Dr. Elufioye is currently acting head of the Department of Pharmacognosy at the University of Ibadan, Nigeria. Her research focuses on the medicinal properties of native Nigerian plants. In particular she has looked at the effectiveness of different species in treating malaria, wounds, memory loss, leprosy and cancer. Dr. Elufioye received both her MsC and PhD from Obafemi Awolowo University, Ile-Ife in Nigeria. She is a Senate member of the University of Ibadan, a Coordinator of the consultancy group in her Department, and the Secretary of the Ibadan chapter of the National Association of Pharmacists in Academia.
Dr. Nilufar Mamadalieva, Uzbekistan
Institute of the Chemistry of Plant Substances, Mirzo Ulugbek, Uzbekistan
Biochemistry: For her work on the phytochemical and biological investigation of active compounds derived from medicinal plants growing in Central Asia, in particular the development of efficient nutraceuticals and the discovery of new lead compounds for the pharmaceutical industry.
Dr. Mamadalieva is currently Senior Scientific Researcher at the Institute of the Chemistry of Plant Substances in Tashkent, Uzbekistan. Her work focuses on the phytochemical and biological investigation of active compounds derived from medicinal plants growing in Central Asia. The field of natural substances, a tradition at the Tashkent Institute, is gaining more interest in western countries for the development of efficient nutraceuticals and the discovery of new lead compounds for the pharmaceutical industry. Mamadalieva is the recipient of a number of international fellowships which have allowed her to travel extensively and develop a strong network of international collaborators. She received her MSc from Fergana State University in Uzbekistan and her PhD from the Institute where she is currently researcher in Tashkent. In 2011 she received the UNESCO-L’Oreal Award for Young Women in Life Sciences.
Dr. Simone Ann Marie Badal McCreath, West Indies
Natural Products Institute, University of the West Indies, Jamaica, West Indies
Biochemistry: For her work in designing a new cell culture lab to investigate the cancer-fighting properties of Jamaican natural compounds.

== RECORDED INFORMATION ==
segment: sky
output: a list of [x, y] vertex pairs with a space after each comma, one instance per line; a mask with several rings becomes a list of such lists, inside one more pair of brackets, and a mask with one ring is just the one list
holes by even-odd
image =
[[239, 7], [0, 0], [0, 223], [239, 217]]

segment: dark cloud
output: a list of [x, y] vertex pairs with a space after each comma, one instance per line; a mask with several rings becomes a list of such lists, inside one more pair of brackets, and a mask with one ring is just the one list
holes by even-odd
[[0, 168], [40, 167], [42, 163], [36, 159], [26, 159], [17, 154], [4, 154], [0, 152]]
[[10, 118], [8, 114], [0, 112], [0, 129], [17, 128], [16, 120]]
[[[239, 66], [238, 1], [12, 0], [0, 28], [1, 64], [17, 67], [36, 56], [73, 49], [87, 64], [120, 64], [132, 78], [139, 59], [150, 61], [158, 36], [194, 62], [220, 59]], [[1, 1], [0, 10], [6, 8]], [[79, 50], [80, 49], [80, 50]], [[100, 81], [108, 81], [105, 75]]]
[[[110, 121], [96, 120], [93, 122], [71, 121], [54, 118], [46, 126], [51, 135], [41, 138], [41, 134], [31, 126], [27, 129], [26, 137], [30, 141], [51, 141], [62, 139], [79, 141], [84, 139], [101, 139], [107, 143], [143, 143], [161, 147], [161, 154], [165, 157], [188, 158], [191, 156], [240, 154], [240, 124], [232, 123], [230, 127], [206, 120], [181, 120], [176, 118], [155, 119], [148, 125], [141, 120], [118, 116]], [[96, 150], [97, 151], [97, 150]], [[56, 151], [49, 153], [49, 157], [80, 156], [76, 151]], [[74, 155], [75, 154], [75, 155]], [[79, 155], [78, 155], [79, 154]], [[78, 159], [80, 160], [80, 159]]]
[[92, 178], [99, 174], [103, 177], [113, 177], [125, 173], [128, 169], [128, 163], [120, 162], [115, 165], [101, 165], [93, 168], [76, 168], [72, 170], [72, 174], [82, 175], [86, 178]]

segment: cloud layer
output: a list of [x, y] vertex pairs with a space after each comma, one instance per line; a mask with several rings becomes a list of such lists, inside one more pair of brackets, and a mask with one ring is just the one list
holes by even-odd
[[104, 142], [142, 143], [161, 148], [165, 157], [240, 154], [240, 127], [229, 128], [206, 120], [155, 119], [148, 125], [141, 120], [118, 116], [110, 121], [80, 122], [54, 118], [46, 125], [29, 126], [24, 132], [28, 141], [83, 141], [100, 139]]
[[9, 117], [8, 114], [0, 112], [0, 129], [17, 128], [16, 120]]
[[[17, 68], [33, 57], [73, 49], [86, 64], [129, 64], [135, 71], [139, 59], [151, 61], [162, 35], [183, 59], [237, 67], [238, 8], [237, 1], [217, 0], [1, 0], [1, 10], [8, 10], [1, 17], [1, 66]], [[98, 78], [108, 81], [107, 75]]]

== ASSIGNMENT ==
Carry on the text of scientist profiles after its final sentence.

== ANSWER TO THE PROBLEM ==
Dr. Simone Badal McCreath currently manages the Biochemistry lab at the Natural Products Institute at the University of the West Indies (UWI) in Jamaica and is overseeing and designing a new cell culture lab at the same Institute. McCreath is an accomplished early career researcher who has been investigating the cancer-fighting properties of Jamaican natural compounds. She will be launching a new Masters degree in Natural Therapeutics at her institute in 2014. She has received numerous awards and has published extensively. McCreath received her BSc, MPhil and PhD from UWI and also undertook an MBA at the University of Wales in Cardiff, UK.
Dr. Ritmaleni, Indonesia
Faculty of Pharmacy, Gadjah Mada University, Yogyakarta, Indonesia
Medicinal Chemistry: For her work in the field of organic synthesis, focusing on the development of tropical medicines, in particular improved methods for the synthesis of sulfoxides and their application in the preparation of biologically active targets.
Dr. Ritmaleni is currently a researcher and lecturer at the Laboratory of Medicinal Chemistry at Gadjah Mada University (UGM) in Yogyakarta, Indonesia. Ritmaleni’s research covers the field of organic synthesis, focusing on the development of tropical medicines. She has worked on sulfoxides, including improved methods for their synthesis and application in the preparation of biologically active targets. She has won several awards in Indonesia and has published over 40 papers. Ritmaleni received her PhD from the School of Chemistry at Bristol University, UK after receiving a scholarship from the Indonesian government.